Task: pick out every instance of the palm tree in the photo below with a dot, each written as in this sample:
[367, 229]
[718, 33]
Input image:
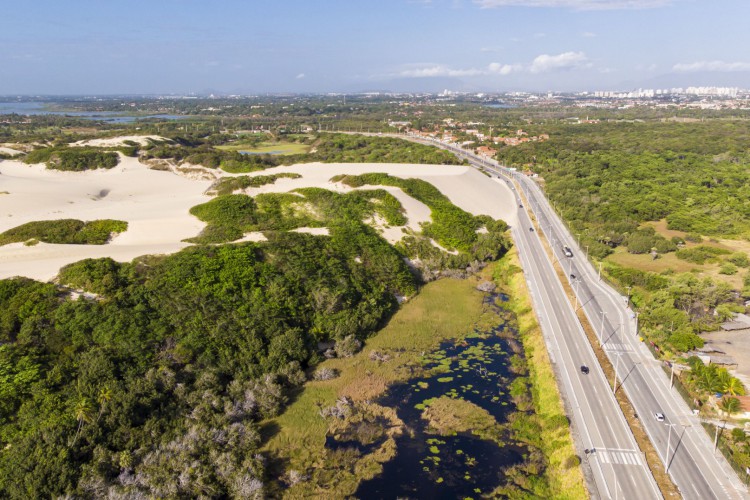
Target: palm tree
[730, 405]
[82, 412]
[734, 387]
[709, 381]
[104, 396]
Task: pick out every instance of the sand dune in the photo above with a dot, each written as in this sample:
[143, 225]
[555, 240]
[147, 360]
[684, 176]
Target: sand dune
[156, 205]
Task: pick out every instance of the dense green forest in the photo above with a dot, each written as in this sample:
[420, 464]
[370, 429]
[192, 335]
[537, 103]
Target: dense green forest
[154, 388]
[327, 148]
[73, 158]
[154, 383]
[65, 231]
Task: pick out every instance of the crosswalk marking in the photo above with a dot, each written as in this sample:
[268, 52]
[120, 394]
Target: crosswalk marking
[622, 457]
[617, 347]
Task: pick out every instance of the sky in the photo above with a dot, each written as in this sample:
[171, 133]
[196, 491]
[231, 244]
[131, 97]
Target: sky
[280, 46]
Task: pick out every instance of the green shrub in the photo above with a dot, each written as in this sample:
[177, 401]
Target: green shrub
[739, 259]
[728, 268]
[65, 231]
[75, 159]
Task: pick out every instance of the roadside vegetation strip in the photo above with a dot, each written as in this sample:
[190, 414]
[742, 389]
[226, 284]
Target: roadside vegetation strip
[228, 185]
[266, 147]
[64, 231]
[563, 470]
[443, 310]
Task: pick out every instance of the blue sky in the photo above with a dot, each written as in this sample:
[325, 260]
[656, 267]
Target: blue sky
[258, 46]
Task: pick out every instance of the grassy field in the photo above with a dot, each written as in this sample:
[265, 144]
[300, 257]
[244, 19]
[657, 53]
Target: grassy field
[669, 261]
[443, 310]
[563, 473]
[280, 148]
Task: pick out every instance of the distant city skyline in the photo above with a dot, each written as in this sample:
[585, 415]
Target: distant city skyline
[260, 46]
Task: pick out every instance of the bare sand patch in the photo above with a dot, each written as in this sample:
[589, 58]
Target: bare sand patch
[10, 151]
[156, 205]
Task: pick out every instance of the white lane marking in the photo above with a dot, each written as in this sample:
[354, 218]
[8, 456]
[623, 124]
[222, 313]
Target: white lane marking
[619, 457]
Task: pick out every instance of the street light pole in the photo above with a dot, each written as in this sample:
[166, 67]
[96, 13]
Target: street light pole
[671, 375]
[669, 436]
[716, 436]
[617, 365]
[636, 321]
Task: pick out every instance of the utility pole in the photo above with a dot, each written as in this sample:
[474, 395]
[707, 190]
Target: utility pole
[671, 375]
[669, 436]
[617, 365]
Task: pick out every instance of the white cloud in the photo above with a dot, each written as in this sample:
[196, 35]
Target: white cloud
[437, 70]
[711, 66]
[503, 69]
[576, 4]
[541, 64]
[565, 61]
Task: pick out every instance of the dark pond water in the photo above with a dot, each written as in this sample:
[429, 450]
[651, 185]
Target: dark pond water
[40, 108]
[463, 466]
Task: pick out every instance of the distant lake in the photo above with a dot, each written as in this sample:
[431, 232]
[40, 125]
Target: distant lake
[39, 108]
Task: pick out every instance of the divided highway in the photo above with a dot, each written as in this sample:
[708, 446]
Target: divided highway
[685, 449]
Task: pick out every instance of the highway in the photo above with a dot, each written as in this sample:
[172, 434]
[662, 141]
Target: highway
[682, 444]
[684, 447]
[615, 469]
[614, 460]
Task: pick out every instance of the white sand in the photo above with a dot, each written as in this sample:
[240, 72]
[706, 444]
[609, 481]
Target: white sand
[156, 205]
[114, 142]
···
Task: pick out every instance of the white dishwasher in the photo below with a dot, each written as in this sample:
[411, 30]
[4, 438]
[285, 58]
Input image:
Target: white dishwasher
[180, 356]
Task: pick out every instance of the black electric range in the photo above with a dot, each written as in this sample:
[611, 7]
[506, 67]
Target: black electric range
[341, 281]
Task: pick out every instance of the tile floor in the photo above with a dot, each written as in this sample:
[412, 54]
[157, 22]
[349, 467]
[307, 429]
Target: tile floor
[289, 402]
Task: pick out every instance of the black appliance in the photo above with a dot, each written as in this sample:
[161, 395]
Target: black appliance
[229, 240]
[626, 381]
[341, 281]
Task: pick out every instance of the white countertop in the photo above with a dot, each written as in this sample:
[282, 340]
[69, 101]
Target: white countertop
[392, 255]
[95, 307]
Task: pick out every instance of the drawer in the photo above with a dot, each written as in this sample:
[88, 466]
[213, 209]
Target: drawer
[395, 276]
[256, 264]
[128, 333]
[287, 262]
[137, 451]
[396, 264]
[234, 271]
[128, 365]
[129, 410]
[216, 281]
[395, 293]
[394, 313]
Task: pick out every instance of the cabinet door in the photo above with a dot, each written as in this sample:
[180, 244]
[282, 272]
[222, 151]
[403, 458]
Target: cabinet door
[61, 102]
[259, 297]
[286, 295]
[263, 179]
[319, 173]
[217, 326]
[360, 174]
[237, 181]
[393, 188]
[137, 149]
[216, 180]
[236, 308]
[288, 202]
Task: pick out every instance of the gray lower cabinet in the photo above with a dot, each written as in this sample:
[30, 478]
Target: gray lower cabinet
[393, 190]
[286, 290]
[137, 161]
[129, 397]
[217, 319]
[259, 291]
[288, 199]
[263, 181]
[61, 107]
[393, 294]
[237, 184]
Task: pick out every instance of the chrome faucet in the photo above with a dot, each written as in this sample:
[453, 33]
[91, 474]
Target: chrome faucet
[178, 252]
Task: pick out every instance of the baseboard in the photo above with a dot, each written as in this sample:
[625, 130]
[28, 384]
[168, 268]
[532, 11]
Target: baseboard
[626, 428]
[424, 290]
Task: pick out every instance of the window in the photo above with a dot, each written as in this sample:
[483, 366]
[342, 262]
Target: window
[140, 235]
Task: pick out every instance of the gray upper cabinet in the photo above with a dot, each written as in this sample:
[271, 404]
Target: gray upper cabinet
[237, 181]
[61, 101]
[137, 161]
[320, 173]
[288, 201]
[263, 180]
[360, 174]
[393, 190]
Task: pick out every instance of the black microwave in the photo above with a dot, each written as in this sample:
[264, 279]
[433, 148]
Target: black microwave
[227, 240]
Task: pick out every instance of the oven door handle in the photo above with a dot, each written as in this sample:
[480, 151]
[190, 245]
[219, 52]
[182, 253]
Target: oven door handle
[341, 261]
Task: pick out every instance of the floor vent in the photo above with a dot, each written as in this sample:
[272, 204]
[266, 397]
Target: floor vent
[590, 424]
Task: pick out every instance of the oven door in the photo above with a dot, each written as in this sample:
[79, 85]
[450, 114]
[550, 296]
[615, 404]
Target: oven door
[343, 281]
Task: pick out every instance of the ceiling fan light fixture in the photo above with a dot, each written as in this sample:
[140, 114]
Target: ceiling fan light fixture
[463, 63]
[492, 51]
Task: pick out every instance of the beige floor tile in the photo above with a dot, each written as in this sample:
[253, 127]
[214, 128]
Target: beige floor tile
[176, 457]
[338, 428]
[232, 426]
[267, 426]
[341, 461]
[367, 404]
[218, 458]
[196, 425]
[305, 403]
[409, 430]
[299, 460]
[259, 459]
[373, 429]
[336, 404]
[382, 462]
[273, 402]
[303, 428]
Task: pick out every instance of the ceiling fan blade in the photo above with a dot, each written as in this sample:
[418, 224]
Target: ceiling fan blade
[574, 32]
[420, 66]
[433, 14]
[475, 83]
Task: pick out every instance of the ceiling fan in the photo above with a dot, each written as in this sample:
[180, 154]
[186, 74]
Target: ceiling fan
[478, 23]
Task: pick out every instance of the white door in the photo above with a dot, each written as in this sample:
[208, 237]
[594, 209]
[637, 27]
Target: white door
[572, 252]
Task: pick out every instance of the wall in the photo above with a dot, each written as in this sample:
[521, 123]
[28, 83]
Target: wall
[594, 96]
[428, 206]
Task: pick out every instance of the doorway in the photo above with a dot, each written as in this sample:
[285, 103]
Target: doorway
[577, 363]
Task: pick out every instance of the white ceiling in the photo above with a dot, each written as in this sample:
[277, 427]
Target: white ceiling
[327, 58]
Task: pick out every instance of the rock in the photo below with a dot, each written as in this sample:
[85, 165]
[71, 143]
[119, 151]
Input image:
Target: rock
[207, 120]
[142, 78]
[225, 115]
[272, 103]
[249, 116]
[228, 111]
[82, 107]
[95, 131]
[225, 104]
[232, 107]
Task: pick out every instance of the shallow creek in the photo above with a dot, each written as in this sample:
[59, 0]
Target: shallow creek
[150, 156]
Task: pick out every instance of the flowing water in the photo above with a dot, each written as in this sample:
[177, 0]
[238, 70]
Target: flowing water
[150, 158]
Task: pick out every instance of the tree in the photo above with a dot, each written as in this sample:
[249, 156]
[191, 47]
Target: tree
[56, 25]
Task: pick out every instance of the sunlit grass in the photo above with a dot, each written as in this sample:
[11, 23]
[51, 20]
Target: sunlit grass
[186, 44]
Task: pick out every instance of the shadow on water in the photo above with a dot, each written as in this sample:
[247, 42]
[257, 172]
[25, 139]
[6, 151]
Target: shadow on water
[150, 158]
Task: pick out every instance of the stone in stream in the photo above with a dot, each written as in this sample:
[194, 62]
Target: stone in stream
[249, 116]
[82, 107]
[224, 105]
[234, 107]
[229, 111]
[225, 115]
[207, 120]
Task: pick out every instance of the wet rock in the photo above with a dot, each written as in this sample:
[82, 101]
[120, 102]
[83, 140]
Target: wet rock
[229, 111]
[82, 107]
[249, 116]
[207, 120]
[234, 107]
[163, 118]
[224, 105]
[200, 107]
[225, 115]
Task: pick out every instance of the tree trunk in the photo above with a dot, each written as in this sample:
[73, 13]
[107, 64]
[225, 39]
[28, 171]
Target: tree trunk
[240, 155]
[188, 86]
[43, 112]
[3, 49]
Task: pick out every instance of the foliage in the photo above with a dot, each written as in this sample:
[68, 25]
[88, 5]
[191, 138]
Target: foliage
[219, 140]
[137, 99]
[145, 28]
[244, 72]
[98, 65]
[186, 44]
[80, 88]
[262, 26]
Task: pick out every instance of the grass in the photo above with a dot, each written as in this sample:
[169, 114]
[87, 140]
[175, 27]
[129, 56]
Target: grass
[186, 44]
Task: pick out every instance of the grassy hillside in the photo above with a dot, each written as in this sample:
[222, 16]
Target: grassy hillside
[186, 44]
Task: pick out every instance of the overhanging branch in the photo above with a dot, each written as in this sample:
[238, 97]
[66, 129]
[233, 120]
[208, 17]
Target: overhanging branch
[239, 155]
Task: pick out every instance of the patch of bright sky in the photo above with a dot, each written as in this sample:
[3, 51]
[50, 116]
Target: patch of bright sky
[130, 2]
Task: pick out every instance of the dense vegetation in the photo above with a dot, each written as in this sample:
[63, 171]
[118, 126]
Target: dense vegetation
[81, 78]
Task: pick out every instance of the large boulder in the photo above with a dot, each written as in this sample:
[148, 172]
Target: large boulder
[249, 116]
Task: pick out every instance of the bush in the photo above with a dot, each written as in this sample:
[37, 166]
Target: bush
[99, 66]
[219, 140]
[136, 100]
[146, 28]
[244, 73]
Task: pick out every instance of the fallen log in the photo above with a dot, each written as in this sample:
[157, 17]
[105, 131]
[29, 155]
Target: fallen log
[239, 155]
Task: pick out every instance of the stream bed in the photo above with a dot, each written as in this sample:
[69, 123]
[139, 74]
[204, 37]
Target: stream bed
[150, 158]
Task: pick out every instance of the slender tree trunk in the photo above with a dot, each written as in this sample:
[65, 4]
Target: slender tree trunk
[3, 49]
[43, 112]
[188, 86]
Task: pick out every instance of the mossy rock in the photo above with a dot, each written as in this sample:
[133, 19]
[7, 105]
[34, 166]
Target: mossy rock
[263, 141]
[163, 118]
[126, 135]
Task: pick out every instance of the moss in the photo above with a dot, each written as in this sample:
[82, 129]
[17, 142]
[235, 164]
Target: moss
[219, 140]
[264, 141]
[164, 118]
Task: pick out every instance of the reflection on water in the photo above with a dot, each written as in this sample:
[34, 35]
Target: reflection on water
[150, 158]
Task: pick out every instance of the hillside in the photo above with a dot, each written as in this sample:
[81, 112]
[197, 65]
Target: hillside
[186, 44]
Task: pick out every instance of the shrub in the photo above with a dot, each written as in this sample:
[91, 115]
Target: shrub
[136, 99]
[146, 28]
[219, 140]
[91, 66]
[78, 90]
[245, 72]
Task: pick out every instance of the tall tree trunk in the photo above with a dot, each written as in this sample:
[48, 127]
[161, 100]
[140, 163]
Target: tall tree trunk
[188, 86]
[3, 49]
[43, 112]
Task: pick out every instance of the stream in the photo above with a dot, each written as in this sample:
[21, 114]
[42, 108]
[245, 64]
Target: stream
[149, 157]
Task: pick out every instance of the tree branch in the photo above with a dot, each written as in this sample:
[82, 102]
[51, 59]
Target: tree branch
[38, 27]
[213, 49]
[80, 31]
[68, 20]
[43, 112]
···
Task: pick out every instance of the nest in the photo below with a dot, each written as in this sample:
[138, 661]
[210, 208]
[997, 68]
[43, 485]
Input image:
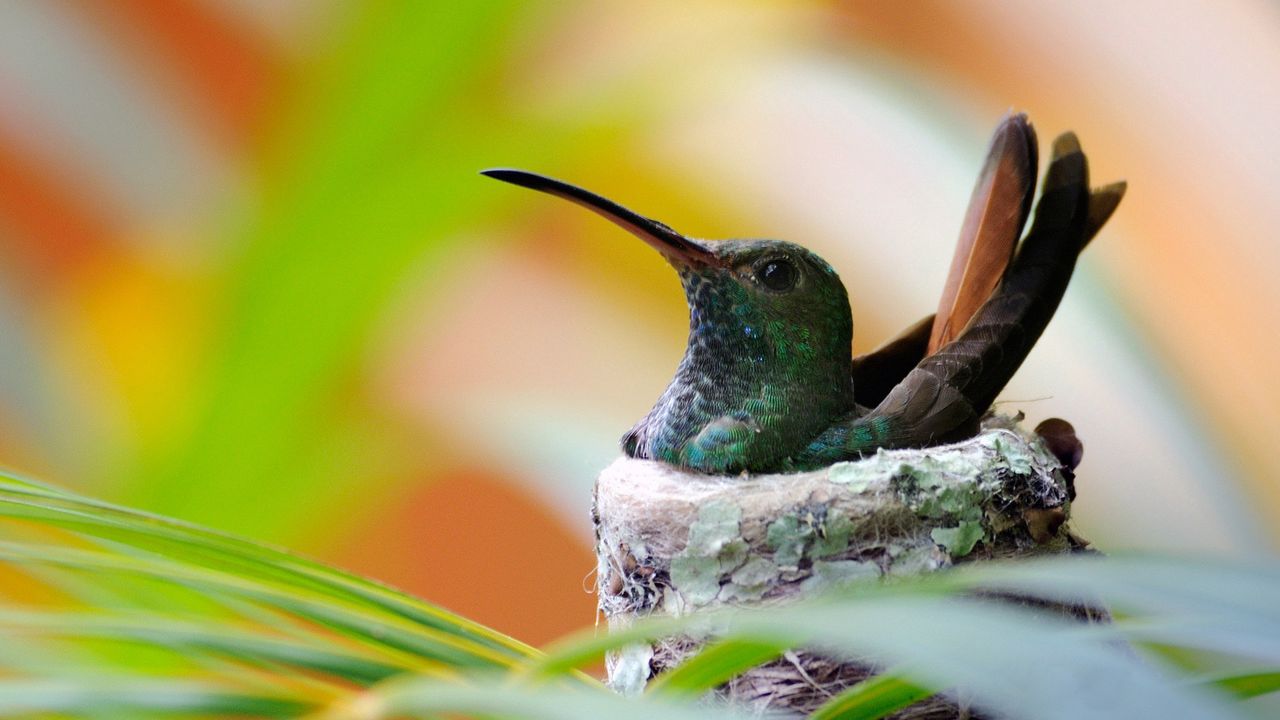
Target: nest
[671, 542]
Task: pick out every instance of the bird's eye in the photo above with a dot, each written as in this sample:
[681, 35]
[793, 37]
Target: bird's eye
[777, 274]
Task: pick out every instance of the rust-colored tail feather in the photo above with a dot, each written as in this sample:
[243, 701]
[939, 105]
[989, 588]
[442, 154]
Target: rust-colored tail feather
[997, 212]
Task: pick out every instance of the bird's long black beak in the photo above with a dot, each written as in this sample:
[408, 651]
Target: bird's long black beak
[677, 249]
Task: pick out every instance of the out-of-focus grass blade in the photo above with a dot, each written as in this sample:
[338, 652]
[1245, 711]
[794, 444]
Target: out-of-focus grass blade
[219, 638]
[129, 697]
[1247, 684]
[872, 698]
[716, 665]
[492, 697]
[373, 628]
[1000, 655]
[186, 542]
···
Please show each line above that contains the word "skyline".

- _Correct response_
Task: pick out every instance of the distant city skyline in the photo above with a dot, each written as in this sample:
Target: distant city skyline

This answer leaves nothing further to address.